▸ WHAT TO DO:
Starting at the line that contains "If you could place a marker on the mountain", quote each line exactly through the last line of the entries, both included.
** Opening STORED DATA block **
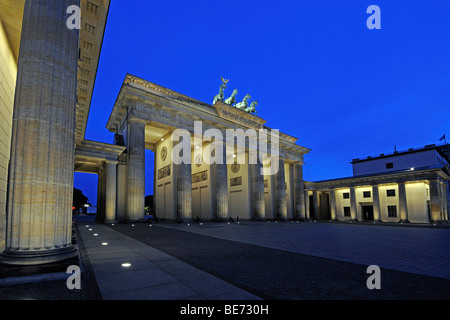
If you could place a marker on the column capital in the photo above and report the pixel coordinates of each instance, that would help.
(133, 119)
(111, 162)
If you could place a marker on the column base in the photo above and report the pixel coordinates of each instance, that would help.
(37, 257)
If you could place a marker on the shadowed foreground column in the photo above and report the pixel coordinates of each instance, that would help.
(39, 228)
(136, 170)
(184, 191)
(299, 192)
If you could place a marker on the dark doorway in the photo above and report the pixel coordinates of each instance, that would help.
(367, 212)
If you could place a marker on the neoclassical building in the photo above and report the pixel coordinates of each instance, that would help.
(407, 186)
(47, 75)
(48, 70)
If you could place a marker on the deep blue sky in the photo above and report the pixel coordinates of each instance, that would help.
(318, 72)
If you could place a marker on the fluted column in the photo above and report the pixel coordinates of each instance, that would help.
(445, 201)
(376, 203)
(221, 187)
(281, 195)
(443, 196)
(353, 204)
(403, 207)
(39, 228)
(333, 204)
(258, 204)
(307, 205)
(316, 205)
(184, 191)
(99, 193)
(111, 192)
(435, 202)
(136, 170)
(299, 191)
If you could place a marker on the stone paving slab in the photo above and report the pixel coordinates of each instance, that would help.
(413, 249)
(279, 274)
(152, 274)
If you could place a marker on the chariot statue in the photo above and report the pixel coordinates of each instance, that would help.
(252, 108)
(231, 100)
(244, 103)
(223, 86)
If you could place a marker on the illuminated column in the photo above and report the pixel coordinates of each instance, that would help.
(281, 196)
(307, 211)
(353, 204)
(99, 193)
(435, 202)
(376, 203)
(333, 204)
(299, 192)
(39, 223)
(259, 205)
(136, 170)
(402, 203)
(221, 186)
(316, 205)
(111, 191)
(184, 191)
(444, 201)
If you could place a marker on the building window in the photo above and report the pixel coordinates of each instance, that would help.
(390, 193)
(347, 212)
(392, 211)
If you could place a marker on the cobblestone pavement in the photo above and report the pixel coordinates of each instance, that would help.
(411, 249)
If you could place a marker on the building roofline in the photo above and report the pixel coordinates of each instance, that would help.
(402, 152)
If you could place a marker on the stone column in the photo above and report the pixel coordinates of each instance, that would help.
(39, 228)
(258, 203)
(99, 193)
(307, 205)
(353, 209)
(111, 192)
(316, 205)
(445, 201)
(376, 203)
(136, 170)
(281, 195)
(402, 202)
(435, 202)
(299, 191)
(184, 191)
(443, 193)
(333, 204)
(121, 207)
(221, 187)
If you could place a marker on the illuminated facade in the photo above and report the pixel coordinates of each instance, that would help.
(408, 186)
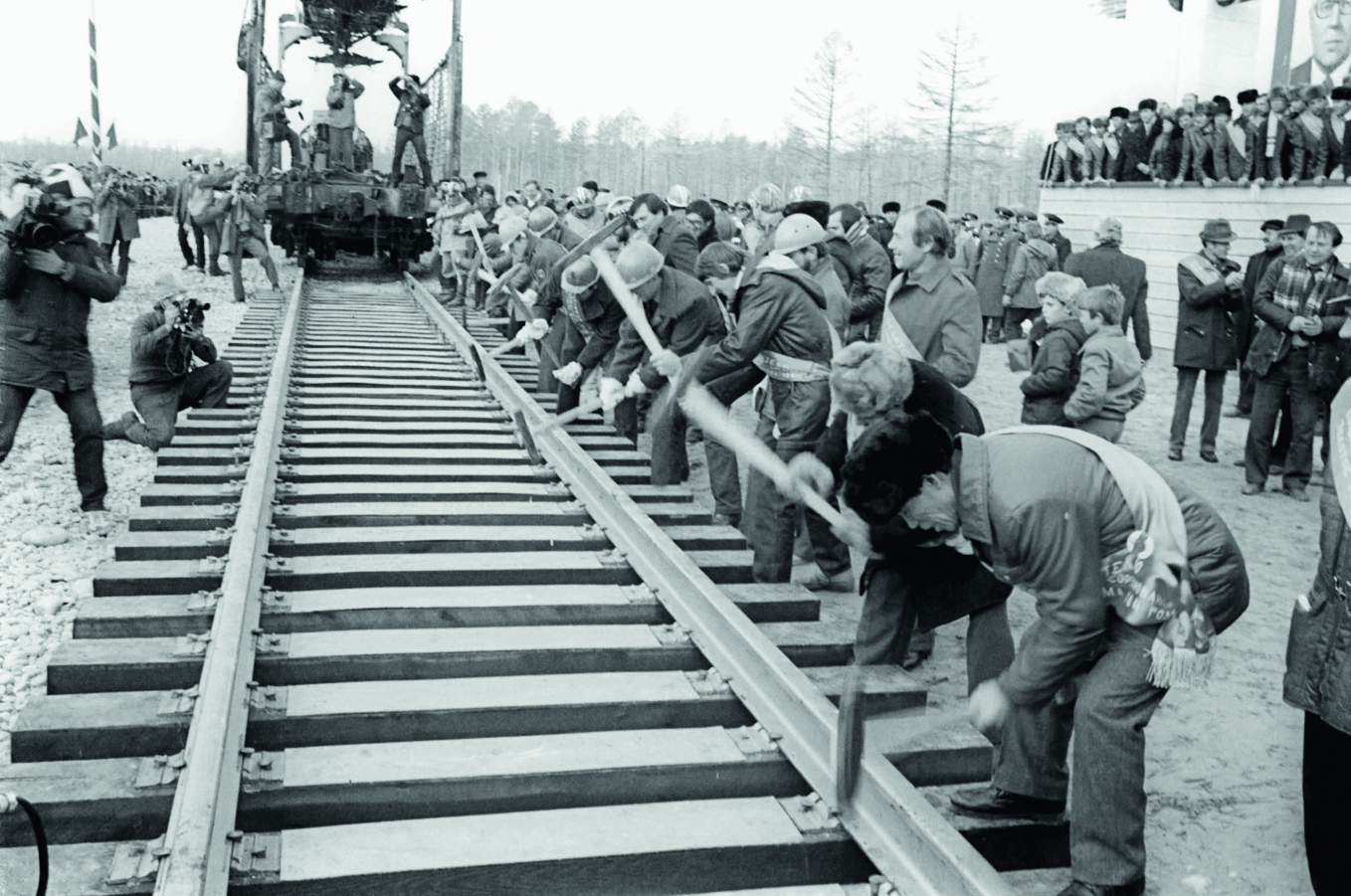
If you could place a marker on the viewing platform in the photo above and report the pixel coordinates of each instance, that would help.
(1162, 226)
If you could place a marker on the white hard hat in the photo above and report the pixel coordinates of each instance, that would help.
(797, 232)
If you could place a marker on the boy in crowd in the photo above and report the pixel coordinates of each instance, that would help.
(1110, 383)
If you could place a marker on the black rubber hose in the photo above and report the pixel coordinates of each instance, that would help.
(40, 834)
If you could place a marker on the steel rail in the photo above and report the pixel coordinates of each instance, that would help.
(894, 824)
(195, 858)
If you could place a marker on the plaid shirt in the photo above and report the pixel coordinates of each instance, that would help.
(1304, 290)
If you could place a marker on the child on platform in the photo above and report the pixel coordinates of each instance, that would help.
(1110, 383)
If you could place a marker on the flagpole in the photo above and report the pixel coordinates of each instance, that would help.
(94, 89)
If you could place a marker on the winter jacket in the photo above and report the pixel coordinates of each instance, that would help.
(1260, 166)
(1044, 511)
(1056, 371)
(1135, 147)
(113, 211)
(244, 219)
(683, 315)
(44, 319)
(676, 245)
(1197, 162)
(1317, 654)
(996, 257)
(874, 273)
(1245, 324)
(1272, 342)
(940, 313)
(1106, 264)
(1227, 151)
(1206, 337)
(1163, 158)
(968, 255)
(780, 308)
(1309, 138)
(1031, 261)
(157, 358)
(342, 102)
(411, 107)
(1110, 383)
(837, 297)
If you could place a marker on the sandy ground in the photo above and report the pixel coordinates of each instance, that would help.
(1223, 764)
(1223, 776)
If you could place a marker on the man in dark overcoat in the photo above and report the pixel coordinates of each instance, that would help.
(44, 318)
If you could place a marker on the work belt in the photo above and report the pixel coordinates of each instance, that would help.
(780, 366)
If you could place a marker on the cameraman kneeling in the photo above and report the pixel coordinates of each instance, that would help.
(163, 381)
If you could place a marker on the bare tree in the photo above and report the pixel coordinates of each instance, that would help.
(820, 100)
(953, 107)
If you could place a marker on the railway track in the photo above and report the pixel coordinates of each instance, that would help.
(374, 627)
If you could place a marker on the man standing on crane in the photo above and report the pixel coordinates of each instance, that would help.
(408, 124)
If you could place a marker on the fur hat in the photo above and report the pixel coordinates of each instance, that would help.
(887, 463)
(816, 208)
(868, 379)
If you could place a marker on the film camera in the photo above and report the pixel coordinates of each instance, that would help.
(191, 313)
(37, 227)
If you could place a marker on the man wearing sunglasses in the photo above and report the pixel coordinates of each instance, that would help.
(1329, 33)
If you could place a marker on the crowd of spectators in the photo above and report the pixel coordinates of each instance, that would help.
(1281, 136)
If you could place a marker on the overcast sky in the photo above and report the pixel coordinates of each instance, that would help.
(168, 71)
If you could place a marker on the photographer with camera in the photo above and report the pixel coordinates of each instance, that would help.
(342, 117)
(116, 204)
(49, 271)
(273, 128)
(245, 232)
(163, 342)
(408, 124)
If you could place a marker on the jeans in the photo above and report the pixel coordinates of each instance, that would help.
(1182, 407)
(339, 146)
(159, 403)
(1106, 715)
(896, 588)
(1287, 377)
(795, 426)
(82, 409)
(1327, 787)
(402, 139)
(200, 260)
(259, 251)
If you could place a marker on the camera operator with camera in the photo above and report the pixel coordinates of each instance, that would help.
(163, 381)
(49, 271)
(245, 232)
(116, 204)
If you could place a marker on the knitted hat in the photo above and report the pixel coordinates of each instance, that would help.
(580, 275)
(511, 229)
(640, 263)
(542, 221)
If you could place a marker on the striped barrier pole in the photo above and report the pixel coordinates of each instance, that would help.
(94, 89)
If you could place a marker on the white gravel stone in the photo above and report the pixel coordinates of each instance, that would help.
(46, 535)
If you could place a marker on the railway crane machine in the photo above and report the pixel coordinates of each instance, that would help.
(323, 208)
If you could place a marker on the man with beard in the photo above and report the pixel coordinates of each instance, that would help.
(667, 233)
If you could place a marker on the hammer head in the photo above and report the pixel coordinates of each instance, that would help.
(676, 390)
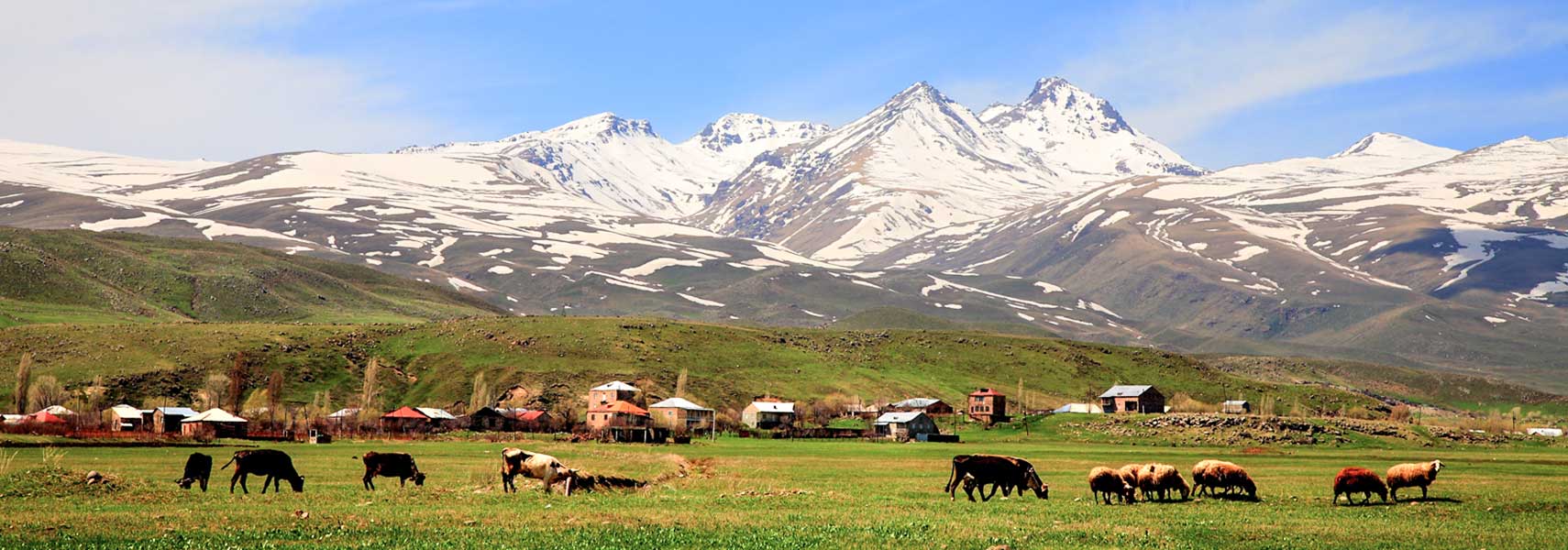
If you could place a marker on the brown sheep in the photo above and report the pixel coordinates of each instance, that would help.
(1162, 479)
(1411, 475)
(1228, 477)
(1357, 479)
(1104, 483)
(1200, 477)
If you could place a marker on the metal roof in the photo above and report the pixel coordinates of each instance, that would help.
(678, 403)
(215, 415)
(436, 414)
(616, 386)
(1126, 390)
(899, 417)
(773, 406)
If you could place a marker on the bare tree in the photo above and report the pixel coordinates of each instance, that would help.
(24, 380)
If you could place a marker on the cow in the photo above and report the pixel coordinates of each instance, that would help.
(397, 466)
(535, 466)
(198, 468)
(999, 472)
(273, 464)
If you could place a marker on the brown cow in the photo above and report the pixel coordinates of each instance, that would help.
(999, 472)
(397, 466)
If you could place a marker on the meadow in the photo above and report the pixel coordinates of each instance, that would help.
(777, 494)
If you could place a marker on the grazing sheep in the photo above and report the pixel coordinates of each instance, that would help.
(1162, 479)
(1200, 477)
(1411, 475)
(1357, 479)
(1230, 477)
(1104, 483)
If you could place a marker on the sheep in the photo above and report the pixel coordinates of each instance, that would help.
(1357, 479)
(1200, 477)
(1106, 481)
(1228, 477)
(1411, 475)
(1162, 478)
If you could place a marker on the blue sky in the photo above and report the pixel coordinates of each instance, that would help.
(1221, 83)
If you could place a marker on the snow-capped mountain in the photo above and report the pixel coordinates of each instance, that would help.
(1082, 137)
(737, 138)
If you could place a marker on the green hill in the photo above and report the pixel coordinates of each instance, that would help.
(554, 361)
(75, 276)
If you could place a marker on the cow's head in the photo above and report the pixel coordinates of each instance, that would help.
(1032, 481)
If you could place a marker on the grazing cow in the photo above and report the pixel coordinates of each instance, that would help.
(273, 464)
(397, 466)
(198, 468)
(1005, 472)
(534, 466)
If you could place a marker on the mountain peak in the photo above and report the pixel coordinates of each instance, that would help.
(1391, 145)
(602, 124)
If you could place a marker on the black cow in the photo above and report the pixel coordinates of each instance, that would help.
(397, 466)
(273, 464)
(198, 468)
(999, 472)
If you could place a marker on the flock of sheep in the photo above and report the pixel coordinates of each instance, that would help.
(1214, 477)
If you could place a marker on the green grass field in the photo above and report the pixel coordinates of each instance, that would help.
(783, 494)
** Closing STORED DATA block **
▸ REPLY:
If you could place a marker on the mountain peak in the photo above and report the pixel coordinates of each instance, that would help.
(1391, 145)
(602, 124)
If you could place a marker on the black cow in the photo above and report the pixel coordinates of each instance, that would help.
(397, 466)
(273, 464)
(198, 468)
(999, 472)
If you could place a marker on the flock of sheep in the photo above and report the pixel coordinates of each instance, that would help.
(1214, 477)
If you could place a marker on the green grass field in the photo above and report the pixel coordinates of each instance, that would help.
(783, 494)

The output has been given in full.